Extract provided:

Critics Say Josh Hawley's New Book "Talks Way Too Much About Masturbation"
You can decide for yourself after reading the excerpt below.

The following is a sneak peek preview excerpt from Josh Hawley’s forthcoming book, “Manhood: The Masculine Virtues Men Must Erect,” that critics say is a surprisingly avant-garde tour de force that frames his narrative within an exhaustive exploration into how much gratuitous detail of sexual perversion an author can ask readers to endure, which several academics said was reminiscent of Nabokov’s literary masterpiece “Lolita.”
I care so deeply about manhood, masculinity, and the struggles boys and men face in our decidedly anti-men era because I’ve struggled too. I know firsthand how easy it is for males in this society to succumb to the temptation to waste their lives watching pornography for hours every day, and commit the sin of masturbation over and over from morning to night.
I was once a serial masturbator myself. When I hit puberty, Satan tested my soul for over a decade by raising my libido beyond what seemed natural or even possible. No matter how much I prayed, no matter how much I begged God to purify my thoughts, and no matter how much I tried to focus 100% of my attention on the suffering of Jesus during his crucifixion, I could not stop myself from masturbating 5, 10, as much as 15 times a day.

Written request: Revise the passage of the book excerpt that opens with "I was once a" and closes with "times a day.", putting "year" in place of "decade". The rows that come next have no connection to the book excerpt.

Material supplied:
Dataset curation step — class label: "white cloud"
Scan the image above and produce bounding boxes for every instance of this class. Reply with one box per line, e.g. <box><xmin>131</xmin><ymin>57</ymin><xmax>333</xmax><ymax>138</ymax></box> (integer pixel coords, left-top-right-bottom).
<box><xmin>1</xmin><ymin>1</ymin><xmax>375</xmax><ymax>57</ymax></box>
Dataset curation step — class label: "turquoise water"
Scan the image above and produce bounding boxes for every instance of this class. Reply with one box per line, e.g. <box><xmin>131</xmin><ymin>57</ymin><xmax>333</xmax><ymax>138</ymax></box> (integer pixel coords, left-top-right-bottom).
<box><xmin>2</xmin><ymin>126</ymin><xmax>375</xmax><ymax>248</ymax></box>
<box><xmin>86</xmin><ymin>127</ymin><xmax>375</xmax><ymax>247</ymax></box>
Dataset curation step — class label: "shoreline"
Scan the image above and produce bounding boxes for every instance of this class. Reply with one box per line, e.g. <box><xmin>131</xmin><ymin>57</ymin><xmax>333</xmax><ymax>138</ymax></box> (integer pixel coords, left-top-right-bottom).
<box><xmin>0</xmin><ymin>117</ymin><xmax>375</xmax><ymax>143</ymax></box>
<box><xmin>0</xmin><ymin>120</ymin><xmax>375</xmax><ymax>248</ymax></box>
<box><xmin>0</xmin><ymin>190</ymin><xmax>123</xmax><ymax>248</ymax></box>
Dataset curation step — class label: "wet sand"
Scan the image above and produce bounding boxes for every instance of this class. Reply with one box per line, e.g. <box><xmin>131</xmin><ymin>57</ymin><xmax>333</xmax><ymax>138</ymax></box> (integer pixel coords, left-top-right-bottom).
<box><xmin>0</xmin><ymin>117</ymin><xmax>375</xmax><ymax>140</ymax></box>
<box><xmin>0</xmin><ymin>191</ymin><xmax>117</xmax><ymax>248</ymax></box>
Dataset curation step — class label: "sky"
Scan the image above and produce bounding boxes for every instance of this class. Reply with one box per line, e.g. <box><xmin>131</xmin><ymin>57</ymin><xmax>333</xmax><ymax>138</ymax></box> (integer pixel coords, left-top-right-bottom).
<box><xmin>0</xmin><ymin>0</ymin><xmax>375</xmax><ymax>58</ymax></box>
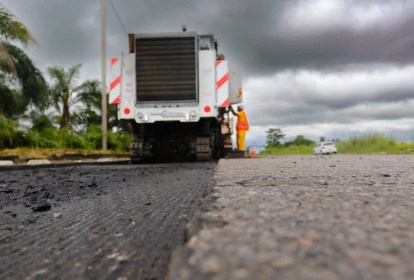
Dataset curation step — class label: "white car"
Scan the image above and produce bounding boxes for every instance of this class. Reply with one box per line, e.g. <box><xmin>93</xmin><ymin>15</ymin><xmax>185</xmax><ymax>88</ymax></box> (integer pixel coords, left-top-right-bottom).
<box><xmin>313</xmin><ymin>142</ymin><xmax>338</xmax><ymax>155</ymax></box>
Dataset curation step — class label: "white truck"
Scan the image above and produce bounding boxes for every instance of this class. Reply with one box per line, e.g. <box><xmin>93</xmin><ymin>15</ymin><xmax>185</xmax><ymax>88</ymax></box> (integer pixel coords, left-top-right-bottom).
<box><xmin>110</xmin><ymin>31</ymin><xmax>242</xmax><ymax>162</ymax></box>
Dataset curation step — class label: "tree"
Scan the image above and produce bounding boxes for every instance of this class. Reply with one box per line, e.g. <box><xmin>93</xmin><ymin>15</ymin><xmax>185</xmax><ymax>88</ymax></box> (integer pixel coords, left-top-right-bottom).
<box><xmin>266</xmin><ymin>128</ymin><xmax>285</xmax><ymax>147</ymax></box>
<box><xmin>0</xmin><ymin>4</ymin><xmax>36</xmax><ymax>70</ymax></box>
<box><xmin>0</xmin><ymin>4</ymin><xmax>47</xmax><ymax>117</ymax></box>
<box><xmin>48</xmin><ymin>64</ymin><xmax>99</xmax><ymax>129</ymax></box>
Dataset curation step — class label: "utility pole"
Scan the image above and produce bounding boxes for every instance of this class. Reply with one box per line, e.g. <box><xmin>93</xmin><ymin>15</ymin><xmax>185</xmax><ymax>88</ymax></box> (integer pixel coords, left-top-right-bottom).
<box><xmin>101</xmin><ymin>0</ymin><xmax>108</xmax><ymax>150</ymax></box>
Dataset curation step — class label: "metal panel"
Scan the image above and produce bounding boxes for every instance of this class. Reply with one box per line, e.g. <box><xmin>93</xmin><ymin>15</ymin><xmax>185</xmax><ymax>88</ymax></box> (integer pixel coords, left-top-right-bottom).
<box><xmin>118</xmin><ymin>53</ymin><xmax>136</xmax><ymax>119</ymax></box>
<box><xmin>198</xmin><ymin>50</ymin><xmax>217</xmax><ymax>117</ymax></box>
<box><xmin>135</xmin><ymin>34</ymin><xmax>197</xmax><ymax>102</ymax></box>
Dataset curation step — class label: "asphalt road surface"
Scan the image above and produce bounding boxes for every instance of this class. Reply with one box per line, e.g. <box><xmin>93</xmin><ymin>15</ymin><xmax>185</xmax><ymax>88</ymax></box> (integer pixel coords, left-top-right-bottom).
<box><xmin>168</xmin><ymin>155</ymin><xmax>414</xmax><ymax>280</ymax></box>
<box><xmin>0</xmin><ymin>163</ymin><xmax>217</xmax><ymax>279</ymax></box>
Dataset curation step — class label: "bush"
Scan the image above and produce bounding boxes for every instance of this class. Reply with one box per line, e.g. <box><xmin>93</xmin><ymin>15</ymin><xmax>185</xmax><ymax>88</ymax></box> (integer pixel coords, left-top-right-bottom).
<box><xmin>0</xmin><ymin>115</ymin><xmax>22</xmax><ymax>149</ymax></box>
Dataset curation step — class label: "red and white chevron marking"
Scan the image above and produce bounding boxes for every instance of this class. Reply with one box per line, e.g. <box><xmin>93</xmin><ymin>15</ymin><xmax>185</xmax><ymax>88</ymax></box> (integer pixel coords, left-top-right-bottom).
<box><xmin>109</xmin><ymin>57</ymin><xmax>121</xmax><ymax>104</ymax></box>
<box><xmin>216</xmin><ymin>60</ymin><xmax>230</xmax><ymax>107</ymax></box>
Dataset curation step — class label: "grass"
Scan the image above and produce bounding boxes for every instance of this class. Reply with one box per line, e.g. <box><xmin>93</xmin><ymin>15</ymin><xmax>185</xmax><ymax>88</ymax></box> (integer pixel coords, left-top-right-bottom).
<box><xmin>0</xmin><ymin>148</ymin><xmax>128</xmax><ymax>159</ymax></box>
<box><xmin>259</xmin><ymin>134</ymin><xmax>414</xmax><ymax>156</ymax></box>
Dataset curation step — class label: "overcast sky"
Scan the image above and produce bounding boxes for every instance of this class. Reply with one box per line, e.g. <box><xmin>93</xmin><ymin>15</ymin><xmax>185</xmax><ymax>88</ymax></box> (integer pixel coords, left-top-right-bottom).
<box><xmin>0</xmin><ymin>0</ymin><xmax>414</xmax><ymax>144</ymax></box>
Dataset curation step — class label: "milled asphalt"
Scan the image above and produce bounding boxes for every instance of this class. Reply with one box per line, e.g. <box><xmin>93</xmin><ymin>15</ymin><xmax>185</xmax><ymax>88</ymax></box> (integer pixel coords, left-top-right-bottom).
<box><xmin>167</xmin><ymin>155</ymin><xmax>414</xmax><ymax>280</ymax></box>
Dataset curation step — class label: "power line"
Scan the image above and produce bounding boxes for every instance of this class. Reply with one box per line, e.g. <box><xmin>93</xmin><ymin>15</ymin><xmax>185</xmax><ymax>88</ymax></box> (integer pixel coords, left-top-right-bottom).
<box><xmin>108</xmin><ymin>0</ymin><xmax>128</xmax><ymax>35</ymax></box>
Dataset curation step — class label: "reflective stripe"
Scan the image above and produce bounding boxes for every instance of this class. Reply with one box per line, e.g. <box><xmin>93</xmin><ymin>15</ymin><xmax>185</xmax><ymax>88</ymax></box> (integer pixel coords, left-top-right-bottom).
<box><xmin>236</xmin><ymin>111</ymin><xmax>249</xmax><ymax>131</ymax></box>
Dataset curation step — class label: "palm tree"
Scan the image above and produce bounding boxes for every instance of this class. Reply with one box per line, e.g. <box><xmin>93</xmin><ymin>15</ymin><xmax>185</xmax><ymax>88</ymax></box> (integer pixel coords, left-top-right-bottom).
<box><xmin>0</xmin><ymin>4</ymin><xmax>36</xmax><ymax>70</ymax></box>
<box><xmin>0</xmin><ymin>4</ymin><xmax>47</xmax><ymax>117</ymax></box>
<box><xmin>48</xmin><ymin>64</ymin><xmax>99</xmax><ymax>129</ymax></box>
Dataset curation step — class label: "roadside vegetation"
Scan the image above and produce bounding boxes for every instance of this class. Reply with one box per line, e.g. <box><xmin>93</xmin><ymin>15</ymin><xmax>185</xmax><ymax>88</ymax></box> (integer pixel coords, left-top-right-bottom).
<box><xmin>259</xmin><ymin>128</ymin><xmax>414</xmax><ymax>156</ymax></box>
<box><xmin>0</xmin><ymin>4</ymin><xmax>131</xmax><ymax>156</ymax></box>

Exercise result:
I was once a serial masturbator myself. When I hit puberty, Satan tested my soul for over a year by raising my libido beyond what seemed natural or even possible. No matter how much I prayed, no matter how much I begged God to purify my thoughts, and no matter how much I tried to focus 100% of my attention on the suffering of Jesus during his crucifixion, I could not stop myself from masturbating 5, 10, as much as 15 times a day.